Source text
---*---
A lot can change over the course of 10 years—just ask singer-songwriter and guitarist Matt Pond. Since his band, Matt Pond PA, released its seminal album Emblems in 2004, the New York-based artist’s approach to making music has evolved, and he dropped the “PA” from the band’s name in 2013. There’s just one change that Pond laments: “Resonate Studio in Manhattan, where I recorded the album,” Pond says. “I just walked by that space and it no longer exists.”
Emblems—featuring a stripped-down, orchestral folk-pop vibe, particularly on sweeping tracks like “The Butcher” and “Bring on the Ending”—was the band’s fifth album, but cemented the band’s role in the indie-pop scene. And though recent Matt Pond albums, like 2013’s The Lives Inside the Lines in Your Hand, have embraced more of a pop-rock aesthetic, Emblems still holds a special place for Pond, too.
“I made [Emblems] when I moved to New York, and it was a pretty crazy time because I didn’t know anybody, so it was a pretty big deal for me,” he says.
But even on the track “Grave’s Disease,” Elements showed hints of what was to come on future records by combining strings with a driving pop-rock rhythm—something that would eventually become Pond’s musical bread & butter.
And just as Pond’s sound has undergone some fine-tuning throughout the years, so too has his songwriting technique.
“I know what I was going through when I wrote [Emblems], and I know how I approached songwriting,” Pond says. “It changes from album to album, though. I appreciate things I did on one album, but at the same time, I wouldn’t want to do it again. Every album, I’m talking about the same themes, but I want to do it in a different way.”
But now, with 10 years of separation from Emblems’ creation, Pond is going back for a visit—with the “PA” reinstated in the band name for this tour as a way to recall the days when the band was based in Pennsylvania—by playing Elements live in its entirety, with a twist.
Recording the album was a memorable experience and Pond is pleased with the final results. But, he says, that doesn’t mean he won’t be making a few changes to some of the songs.
“What I hope to do with these shows is improve on the songs and make them come to life,” Pond says. “As much as I’m proud of the things I do, I am more aware of their imperfections than anybody, and that’s what’s exciting about this is you can edit. I’m excited to be able to edit the hell out of them.”
---*---
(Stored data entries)
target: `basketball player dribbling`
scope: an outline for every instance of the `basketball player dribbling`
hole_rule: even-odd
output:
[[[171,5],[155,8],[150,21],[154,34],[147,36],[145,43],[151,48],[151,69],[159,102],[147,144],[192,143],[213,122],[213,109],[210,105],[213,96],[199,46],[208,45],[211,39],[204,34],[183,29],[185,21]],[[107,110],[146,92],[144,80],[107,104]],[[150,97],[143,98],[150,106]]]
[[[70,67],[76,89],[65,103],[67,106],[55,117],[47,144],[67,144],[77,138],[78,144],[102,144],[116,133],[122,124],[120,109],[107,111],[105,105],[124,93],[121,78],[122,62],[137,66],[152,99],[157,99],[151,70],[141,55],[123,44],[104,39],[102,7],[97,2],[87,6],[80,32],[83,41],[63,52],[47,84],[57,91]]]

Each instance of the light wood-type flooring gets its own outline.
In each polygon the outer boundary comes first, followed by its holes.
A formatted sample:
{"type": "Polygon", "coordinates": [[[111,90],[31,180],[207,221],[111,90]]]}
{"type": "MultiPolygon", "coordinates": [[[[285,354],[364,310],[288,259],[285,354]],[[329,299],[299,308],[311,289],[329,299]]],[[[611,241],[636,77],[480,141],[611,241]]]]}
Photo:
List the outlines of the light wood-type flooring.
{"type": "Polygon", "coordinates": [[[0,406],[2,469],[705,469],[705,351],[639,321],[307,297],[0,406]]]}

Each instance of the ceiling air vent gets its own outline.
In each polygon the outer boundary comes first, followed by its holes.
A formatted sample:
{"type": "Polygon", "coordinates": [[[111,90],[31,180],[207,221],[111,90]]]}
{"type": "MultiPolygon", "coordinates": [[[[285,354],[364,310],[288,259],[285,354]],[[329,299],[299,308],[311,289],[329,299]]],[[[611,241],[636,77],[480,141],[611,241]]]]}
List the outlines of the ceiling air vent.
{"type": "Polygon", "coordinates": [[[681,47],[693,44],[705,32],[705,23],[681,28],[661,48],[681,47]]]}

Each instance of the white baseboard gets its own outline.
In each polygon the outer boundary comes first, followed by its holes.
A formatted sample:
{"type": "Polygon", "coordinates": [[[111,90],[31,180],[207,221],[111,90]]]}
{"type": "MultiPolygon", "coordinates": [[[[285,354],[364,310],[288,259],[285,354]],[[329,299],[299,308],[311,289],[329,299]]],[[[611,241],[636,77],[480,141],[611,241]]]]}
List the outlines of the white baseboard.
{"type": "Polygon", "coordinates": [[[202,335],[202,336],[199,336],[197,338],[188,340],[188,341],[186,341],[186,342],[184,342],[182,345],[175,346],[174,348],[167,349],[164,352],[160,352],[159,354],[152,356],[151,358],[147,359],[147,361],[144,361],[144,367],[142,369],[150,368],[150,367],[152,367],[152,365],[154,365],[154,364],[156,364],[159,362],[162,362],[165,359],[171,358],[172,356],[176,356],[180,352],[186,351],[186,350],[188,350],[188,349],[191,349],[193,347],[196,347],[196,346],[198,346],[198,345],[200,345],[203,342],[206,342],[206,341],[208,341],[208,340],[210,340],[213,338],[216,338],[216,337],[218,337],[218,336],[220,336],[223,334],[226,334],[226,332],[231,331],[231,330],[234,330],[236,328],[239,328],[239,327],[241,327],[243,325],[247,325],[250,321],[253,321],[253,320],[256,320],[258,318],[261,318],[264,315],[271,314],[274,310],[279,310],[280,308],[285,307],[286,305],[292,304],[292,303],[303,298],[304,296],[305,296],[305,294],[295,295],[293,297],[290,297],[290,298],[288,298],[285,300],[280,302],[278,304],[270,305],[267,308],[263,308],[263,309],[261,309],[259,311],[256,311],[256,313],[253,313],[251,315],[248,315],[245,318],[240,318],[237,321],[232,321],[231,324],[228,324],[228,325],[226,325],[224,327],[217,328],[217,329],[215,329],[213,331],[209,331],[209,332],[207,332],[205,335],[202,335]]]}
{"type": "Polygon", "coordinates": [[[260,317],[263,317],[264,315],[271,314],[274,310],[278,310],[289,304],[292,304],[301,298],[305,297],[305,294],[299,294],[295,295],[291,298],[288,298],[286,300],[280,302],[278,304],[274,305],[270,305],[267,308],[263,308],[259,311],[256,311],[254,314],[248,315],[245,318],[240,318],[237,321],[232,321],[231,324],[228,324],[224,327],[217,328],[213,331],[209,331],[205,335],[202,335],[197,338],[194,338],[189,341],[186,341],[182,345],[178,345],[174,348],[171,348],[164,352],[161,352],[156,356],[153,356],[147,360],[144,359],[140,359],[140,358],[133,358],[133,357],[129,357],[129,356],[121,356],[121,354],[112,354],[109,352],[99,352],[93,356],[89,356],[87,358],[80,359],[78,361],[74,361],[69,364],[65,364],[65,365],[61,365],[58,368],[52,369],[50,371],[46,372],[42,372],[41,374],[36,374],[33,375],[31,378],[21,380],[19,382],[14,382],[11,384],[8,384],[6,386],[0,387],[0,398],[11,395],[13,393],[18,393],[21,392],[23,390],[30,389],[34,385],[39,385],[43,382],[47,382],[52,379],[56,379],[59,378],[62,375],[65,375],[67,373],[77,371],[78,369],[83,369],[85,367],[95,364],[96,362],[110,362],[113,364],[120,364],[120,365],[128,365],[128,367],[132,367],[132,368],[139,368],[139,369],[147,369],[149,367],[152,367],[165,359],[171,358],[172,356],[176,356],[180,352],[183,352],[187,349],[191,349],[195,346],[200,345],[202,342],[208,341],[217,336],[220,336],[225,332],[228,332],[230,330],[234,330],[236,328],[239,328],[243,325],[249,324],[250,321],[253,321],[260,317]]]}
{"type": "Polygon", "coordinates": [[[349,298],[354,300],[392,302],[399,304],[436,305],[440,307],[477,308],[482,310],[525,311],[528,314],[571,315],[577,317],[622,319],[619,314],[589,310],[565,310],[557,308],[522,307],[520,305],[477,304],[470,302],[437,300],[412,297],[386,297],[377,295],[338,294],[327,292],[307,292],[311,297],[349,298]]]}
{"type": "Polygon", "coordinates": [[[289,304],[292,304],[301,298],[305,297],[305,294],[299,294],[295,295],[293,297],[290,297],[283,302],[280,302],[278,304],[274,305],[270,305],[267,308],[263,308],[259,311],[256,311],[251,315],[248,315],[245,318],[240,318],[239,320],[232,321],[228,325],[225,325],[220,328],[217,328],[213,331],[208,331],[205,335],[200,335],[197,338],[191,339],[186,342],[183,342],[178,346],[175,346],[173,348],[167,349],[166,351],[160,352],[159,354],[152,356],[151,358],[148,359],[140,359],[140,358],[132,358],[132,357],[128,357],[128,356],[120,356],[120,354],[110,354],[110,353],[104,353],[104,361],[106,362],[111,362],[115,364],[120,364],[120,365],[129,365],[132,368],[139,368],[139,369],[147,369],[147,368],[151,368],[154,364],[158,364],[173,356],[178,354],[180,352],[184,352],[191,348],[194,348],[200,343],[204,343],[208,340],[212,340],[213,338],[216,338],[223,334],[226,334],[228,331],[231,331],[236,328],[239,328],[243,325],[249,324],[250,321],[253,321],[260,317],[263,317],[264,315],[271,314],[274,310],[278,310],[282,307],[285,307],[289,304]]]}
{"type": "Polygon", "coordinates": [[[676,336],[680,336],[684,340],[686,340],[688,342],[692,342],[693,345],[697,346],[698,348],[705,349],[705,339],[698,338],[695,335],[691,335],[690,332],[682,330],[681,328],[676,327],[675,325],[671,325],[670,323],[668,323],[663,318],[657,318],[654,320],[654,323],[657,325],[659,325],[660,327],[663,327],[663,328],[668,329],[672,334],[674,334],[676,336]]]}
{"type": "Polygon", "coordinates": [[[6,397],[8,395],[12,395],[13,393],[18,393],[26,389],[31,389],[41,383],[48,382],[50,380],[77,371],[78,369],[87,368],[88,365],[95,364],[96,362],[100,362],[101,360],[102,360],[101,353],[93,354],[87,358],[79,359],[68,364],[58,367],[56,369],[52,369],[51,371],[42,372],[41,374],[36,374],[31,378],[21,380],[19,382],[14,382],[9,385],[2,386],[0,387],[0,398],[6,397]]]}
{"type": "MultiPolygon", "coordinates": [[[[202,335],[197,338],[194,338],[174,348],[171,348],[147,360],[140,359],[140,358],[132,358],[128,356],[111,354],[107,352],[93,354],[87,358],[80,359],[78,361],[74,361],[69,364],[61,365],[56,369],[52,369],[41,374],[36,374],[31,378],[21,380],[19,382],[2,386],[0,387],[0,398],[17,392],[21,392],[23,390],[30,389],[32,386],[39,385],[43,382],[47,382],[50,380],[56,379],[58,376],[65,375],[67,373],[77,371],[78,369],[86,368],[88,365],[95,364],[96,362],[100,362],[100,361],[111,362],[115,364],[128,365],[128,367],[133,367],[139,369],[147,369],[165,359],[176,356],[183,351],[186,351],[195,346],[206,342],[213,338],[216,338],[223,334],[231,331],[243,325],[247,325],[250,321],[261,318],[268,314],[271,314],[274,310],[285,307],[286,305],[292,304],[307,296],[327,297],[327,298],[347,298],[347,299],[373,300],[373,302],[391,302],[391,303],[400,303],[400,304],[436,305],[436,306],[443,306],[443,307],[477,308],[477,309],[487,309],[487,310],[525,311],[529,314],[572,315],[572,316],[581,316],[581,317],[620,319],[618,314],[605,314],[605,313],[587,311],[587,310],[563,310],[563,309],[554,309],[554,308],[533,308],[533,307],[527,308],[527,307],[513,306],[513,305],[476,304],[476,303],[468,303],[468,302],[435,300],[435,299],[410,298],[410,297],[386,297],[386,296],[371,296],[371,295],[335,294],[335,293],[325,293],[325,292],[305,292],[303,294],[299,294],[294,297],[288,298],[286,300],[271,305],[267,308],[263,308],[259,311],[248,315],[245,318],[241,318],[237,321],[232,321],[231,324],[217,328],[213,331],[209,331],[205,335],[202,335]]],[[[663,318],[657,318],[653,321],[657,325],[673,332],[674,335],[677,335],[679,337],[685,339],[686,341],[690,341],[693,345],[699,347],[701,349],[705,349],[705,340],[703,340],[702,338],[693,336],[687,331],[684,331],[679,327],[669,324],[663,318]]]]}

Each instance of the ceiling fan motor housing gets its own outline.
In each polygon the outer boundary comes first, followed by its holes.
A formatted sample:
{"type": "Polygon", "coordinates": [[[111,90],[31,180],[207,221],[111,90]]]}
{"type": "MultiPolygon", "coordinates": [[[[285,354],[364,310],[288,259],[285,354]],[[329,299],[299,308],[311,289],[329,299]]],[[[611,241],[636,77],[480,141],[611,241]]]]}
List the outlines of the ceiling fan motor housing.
---*---
Exercise
Repeat the passage of the Matt Pond text word for word, starting with "Emblems—featuring a stripped-down, orchestral" and going on through "for Pond, too.".

Task solution
Emblems—featuring a stripped-down, orchestral folk-pop vibe, particularly on sweeping tracks like “The Butcher” and “Bring on the Ending”—was the band’s fifth album, but cemented the band’s role in the indie-pop scene. And though recent Matt Pond albums, like 2013’s The Lives Inside the Lines in Your Hand, have embraced more of a pop-rock aesthetic, Emblems still holds a special place for Pond, too.